Copy the material below word for word, from the line containing "Look at the photo above. For every instance of the blue" through the last line of the material, both included, and nothing else.

──────── Listed entries

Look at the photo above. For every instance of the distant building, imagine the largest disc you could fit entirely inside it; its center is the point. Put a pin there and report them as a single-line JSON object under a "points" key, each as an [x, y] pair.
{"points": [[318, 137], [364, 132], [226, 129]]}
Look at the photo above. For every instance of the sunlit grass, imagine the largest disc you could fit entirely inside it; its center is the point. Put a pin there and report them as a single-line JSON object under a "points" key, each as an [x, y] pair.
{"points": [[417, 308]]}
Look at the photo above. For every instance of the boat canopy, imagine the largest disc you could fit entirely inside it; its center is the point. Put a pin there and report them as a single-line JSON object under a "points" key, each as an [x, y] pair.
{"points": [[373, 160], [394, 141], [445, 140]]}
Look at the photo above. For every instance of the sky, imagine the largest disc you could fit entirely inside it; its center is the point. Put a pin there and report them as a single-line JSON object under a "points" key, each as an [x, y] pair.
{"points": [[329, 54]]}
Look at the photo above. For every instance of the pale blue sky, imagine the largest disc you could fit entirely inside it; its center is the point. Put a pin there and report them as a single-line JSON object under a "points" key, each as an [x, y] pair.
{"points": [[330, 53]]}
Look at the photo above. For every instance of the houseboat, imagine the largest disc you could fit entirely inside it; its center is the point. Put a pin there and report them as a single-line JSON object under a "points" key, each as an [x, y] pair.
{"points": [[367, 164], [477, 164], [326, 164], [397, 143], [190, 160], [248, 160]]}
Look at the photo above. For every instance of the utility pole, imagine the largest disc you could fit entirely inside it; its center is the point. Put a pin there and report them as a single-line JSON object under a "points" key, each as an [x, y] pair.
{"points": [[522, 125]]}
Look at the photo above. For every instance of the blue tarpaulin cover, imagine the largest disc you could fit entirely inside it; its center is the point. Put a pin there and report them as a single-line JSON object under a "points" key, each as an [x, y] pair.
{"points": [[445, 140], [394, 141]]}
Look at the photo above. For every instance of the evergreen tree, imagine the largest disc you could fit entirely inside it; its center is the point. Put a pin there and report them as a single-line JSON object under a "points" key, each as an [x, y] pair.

────────────────

**Complete answer:**
Look at the photo above. For every instance of the blue tarpaulin cover, imagine the largest disc you could fit entirely inside it; its center is the point. Put a pin there and report them as a single-line JSON object under a "points" key, each as an [x, y] pair.
{"points": [[445, 140], [394, 141]]}
Look at the photo above. For every instance of the evergreen tree, imagine the largest disc you could fit entirely inside it; its center is the point. Put a pin there and report them as a single-line JSON object under a "points" key, each as an [x, y] pair.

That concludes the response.